PROVIDED DATA »
-.-.-
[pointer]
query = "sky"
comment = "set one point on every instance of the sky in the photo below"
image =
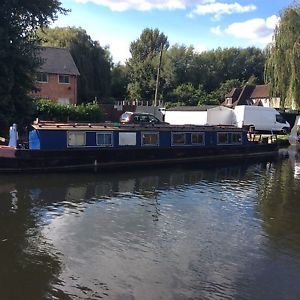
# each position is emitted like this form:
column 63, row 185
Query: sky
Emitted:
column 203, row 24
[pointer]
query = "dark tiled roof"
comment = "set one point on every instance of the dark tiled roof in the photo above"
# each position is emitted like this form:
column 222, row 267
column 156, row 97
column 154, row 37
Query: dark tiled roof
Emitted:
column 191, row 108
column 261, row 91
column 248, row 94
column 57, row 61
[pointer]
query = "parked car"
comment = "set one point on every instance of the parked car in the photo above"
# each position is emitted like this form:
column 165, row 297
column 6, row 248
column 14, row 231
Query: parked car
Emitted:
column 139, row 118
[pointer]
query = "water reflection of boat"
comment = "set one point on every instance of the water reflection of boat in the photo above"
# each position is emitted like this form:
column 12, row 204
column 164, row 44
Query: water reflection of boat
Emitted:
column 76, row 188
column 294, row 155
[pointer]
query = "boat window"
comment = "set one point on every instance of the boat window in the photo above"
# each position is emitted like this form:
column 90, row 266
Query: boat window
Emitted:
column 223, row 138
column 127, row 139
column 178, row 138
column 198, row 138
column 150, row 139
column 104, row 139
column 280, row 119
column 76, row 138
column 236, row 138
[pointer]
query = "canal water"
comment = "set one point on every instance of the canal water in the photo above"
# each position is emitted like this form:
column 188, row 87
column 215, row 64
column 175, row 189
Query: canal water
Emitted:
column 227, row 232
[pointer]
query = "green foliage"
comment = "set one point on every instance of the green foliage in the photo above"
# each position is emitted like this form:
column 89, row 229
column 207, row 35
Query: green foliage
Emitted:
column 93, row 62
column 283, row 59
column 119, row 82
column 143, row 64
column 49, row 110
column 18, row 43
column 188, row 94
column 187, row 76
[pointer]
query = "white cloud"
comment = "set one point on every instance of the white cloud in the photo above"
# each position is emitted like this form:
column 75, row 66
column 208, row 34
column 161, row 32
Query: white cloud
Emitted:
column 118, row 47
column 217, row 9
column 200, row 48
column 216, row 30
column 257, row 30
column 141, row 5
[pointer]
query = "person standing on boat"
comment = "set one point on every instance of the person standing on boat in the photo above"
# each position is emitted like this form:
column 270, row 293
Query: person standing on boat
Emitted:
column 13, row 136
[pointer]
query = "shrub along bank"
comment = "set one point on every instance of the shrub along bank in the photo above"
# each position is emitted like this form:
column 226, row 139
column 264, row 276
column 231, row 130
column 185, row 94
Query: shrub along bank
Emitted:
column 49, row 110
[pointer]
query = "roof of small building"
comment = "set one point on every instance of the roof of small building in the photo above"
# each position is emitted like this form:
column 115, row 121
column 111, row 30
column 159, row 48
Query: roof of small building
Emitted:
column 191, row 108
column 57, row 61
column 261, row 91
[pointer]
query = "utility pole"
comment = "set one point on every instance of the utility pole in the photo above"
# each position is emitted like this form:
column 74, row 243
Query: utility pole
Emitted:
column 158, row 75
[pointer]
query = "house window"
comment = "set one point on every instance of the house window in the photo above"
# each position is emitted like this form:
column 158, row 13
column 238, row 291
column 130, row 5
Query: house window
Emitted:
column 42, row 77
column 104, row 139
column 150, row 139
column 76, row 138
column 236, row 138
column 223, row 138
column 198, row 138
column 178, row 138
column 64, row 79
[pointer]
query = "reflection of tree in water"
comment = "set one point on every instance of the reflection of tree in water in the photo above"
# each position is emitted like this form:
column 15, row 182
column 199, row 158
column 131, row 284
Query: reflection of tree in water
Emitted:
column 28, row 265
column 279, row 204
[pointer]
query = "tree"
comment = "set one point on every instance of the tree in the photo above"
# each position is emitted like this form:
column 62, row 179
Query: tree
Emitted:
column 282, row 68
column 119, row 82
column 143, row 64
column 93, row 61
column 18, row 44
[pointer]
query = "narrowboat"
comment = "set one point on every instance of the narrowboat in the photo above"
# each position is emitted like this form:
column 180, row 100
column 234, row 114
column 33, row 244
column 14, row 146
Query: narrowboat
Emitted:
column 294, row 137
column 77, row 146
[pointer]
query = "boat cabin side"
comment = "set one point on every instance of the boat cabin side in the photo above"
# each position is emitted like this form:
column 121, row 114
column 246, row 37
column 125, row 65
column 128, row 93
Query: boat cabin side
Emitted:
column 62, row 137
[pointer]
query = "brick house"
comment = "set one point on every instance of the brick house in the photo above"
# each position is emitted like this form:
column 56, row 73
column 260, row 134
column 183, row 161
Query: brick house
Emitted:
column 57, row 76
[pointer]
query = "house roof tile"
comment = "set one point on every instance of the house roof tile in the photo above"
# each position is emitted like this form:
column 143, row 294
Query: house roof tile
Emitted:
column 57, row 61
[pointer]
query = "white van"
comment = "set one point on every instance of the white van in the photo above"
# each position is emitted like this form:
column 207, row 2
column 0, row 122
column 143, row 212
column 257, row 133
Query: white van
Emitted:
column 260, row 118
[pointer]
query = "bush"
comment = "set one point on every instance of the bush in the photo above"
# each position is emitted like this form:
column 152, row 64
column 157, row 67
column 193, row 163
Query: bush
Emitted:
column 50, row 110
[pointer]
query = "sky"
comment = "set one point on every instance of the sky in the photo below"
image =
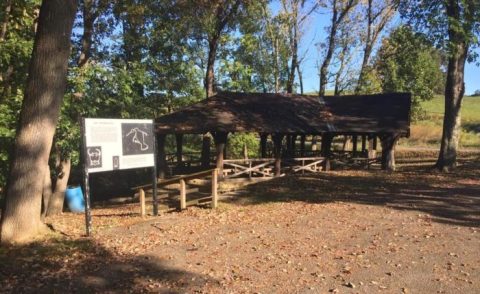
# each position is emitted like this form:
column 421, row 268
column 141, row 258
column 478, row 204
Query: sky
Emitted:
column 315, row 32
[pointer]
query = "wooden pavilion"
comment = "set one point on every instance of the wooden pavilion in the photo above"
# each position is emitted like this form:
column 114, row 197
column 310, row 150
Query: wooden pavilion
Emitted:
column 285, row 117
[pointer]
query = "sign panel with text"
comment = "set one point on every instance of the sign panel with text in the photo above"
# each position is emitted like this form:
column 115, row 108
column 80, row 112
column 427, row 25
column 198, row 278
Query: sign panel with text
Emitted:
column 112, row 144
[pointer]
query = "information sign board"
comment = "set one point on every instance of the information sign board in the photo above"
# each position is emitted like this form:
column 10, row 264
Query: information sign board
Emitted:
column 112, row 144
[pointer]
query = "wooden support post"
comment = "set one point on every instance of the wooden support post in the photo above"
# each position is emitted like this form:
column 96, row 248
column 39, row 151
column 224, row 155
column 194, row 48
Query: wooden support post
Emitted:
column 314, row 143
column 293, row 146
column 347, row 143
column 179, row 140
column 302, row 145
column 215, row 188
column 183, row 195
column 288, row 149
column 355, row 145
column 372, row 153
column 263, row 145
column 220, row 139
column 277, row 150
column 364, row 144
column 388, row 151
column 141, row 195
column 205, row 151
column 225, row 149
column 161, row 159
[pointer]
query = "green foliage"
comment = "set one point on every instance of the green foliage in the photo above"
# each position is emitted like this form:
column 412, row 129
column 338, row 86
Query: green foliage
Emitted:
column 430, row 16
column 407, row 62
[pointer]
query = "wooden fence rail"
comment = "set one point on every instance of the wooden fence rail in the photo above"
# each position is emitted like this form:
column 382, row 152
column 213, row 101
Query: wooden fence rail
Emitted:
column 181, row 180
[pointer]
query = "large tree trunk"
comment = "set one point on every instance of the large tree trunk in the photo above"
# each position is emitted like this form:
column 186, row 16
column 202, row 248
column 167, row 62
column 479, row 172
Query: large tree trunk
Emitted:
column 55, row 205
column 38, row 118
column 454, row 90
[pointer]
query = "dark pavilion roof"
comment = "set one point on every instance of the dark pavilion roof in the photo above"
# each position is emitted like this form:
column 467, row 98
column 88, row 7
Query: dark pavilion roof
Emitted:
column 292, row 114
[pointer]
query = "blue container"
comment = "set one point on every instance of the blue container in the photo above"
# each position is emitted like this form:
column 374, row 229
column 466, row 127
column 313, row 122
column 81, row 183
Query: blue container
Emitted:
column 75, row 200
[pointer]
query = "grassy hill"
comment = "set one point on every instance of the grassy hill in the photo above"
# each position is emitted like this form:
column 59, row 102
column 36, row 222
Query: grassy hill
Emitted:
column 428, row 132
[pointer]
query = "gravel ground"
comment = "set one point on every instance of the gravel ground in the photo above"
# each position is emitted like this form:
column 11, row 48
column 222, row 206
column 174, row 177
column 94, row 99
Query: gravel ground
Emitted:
-.-.-
EXERCISE REQUIREMENTS » Begin with the first line of the entries above and write out each line exactly, ending with the line containing "the dark tiled". Leave out pictures.

OUTPUT FOR THIS TASK »
[pointer]
query = "sky"
comment = "set one point on every instance of the sky in the photo below"
image =
# each position is emitted like this form:
column 63, row 185
Query: sky
Emitted:
column 203, row 24
[pointer]
query = "dark tiled roof"
comment = "set one point on every instance of the dark tiled roof in the photo above"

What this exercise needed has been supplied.